WAS ZU TUN IST: Liste alle Ortsnamen auf, die im Seitentext vorkommen.
━━━ SEITENTEXT
Der Attentäter von Winnenden:Tim brauchte Hilfe

Der Anwalt der Opferfamilien wirft den Eltern von Tim K. vor, sie hätten dessen Amoklauf verhindern können. Die Vorwürfe fußen auf einem psychiatrischen Gutachten.

Bernd Dörries

Tim K. war sich offenbar bewusst, dass etwas nicht stimmte mit ihm, dass sein Leben in eine falsche Richtung lief. Er suchte Hilfe im Internet und gab im Frühjahr 2008 Stichwörter in Suchmaschinen ein, Begriffe, die das zusammenfassen sollten, was ihm an sich aufgefallen war. Er meinte schließlich, eine bipolare-Störung festgestellt zu haben.

So steht es in einem 67-seitigen psychiatrischen Gutachten im Auftrag der Staatsanwaltschaft Stuttgart. Dort läuft gegen den Vater von K. ein Ermittlungsverfahren wegen des Verdachts der fahrlässigen Tötung, er hatte die Tatwaffe vorschriftswidrig unverschlossen aufbewahrt. "Die Eltern sind im juristischen Sinne mitverantwortlich für die Tat. Das Gutachten zeigt, sie hätten wissen müssen, dass Tim gefährlich ist", sagt der Anwalt der Opferfamilien, Jens Rabe.

Vorwürfe an die Eltern

Wenn man dem Gutachten folgt, dann hätten die Eltern erkennen können, dass in Tim K., 17, eine Gefahr lauerte, dass zumindest die Waffen und der Schützenverein "tabu" sein sollten. Er erzählte den Eltern von seinem Verdacht einer bipolaren Störung, einer manisch-depressiven Erkrankung. Gemeinsam fuhren sie in ein psychiatrisches Zentrum nach Weinsberg. Fünf Mal sprach Tim K. dort mit einer Therapeutin und schilderte ihr, wie er sich und die Welt sah: Dass ihn alles ankotze und er einen Hass habe, der sich immer weiter steigere.

Im ersten Gespräch offenbarte er der Therapeutin, Tötungsabsichten zu haben, den Drang "Menschen zu töten". Die Therapeutin hat nach SZ-Informationen in zwei Vernehmungen ausgesagt, wie sie den Eltern von Tim K. die Phantasien ihres Sohnes geschildert habe. Die Eltern bestreiten das und haben der Therapeutin auch nie von einer Waffe im Haushalt erzählt.

Tim K. schoss derweil weiter im Schützenverein. Die Therapeutin kam zwar zum Schluss, dass bei ihm keine unmittelbare Gefahr für sich oder andere bestehe, empfahl aber im September 2008 eine ambulante Behandlung fortzusetzen, unter Beteiligung der Eltern. Dazu kam es aber nie.
━━━━━━
━━━ ERFASSTE DATEN
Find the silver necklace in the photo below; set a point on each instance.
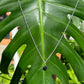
(45, 61)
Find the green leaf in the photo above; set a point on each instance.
(47, 20)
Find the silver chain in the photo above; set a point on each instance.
(45, 61)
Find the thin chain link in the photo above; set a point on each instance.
(59, 39)
(63, 32)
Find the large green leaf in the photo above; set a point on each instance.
(47, 20)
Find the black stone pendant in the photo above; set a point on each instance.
(45, 68)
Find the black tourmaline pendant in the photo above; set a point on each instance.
(45, 68)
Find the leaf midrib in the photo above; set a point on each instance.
(42, 33)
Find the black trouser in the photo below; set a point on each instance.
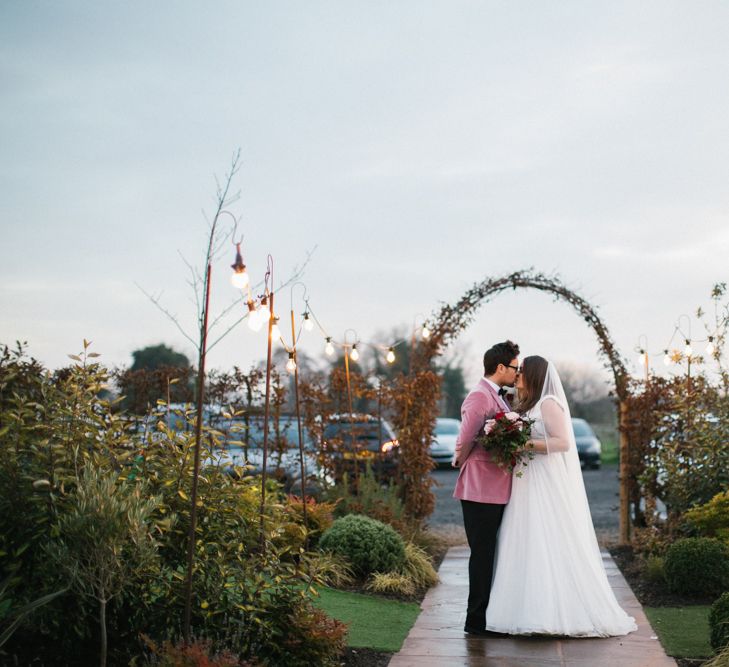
(482, 521)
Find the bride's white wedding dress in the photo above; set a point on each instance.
(549, 577)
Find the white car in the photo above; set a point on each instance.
(443, 446)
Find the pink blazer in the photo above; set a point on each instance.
(479, 479)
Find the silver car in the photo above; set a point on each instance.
(443, 446)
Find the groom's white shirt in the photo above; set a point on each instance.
(497, 389)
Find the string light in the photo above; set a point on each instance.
(291, 363)
(275, 331)
(239, 278)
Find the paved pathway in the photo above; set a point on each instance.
(437, 637)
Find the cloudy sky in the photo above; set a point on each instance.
(419, 146)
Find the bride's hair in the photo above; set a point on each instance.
(533, 372)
━━━━━━
ANTWORT FOLGT: Winnenden, Stuttgart, Weinsberg